───── ENTRIES SHOWN ─────

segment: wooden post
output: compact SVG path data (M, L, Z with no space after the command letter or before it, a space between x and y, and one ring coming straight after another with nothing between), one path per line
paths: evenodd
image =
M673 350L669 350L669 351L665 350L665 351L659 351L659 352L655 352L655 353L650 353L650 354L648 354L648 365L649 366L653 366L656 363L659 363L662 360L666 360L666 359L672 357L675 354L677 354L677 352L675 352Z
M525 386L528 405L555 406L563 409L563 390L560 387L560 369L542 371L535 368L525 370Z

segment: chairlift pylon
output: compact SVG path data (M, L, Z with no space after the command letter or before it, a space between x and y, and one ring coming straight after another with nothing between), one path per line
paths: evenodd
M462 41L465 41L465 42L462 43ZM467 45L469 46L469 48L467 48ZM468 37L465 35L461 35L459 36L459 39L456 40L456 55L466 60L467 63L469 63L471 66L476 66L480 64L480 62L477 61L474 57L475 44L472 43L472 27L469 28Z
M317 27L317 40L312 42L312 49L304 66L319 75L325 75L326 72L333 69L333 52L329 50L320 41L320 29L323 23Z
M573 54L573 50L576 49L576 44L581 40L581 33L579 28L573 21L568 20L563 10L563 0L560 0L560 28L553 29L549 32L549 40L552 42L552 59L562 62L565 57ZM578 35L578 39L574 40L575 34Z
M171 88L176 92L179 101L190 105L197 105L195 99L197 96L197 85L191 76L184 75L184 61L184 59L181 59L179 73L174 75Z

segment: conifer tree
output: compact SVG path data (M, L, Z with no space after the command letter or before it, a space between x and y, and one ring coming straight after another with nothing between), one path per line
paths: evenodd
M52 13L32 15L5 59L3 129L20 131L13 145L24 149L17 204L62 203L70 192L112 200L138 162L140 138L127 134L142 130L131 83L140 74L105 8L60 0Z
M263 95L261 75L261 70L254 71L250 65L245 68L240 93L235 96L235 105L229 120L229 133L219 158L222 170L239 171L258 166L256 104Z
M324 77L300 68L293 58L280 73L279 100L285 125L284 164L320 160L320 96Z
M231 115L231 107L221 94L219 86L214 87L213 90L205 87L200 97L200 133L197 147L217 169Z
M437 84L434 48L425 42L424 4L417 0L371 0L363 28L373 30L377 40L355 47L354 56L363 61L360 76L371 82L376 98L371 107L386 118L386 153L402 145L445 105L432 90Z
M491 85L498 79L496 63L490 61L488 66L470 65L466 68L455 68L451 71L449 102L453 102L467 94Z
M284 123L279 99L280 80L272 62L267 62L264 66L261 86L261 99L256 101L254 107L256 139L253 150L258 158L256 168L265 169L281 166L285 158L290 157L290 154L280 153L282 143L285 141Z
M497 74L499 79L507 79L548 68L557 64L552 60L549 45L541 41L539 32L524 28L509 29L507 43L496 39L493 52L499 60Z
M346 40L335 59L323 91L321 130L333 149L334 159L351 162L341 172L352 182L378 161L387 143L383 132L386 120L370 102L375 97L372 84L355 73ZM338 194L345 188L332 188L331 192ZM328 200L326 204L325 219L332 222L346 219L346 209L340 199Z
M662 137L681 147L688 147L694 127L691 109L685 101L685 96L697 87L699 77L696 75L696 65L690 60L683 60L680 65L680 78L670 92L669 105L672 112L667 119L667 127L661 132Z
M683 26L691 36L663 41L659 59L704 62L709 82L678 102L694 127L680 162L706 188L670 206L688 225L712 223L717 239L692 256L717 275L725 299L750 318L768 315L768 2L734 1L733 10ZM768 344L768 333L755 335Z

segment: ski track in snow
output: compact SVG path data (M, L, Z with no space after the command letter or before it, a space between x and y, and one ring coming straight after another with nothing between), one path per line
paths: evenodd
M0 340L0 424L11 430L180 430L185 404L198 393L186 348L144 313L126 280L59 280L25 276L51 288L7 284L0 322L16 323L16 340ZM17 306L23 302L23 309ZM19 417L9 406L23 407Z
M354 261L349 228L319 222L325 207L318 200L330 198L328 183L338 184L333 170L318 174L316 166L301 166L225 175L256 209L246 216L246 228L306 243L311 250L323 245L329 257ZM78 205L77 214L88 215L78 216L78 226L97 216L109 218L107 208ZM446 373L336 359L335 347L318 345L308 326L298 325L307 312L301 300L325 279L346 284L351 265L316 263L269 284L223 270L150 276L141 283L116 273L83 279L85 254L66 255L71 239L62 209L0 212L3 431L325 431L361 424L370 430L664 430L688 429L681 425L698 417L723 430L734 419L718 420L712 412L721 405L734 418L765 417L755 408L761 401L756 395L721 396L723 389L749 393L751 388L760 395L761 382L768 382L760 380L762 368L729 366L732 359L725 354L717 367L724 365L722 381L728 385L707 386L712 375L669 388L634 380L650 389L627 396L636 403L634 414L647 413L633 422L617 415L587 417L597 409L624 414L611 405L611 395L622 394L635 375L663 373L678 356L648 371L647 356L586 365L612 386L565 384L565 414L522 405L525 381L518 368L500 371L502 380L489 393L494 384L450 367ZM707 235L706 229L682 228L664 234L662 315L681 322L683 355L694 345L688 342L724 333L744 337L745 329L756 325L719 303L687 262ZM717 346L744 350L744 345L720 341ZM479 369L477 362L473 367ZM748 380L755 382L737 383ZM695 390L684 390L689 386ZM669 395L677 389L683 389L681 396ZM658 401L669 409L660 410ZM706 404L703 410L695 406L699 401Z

─────

- [TASK DIRECTIONS] Copy the items word for word, from their first line through the line that contains "M525 386L528 405L555", including both of those lines.

- [EXERCISE ANSWER]
segment: wooden post
output: compact SVG path data (M, L, Z with no space after the command letter or before it, a space between x and y, and one ring coming straight after another with nothing between), one path per line
paths: evenodd
image =
M673 350L669 350L669 351L665 350L665 351L659 351L659 352L655 352L655 353L650 353L650 354L648 354L648 365L649 366L653 366L656 363L659 363L662 360L666 360L666 359L672 357L675 354L677 354L677 352L675 352Z
M525 386L528 405L555 406L563 409L563 390L560 387L560 369L542 371L535 368L525 370Z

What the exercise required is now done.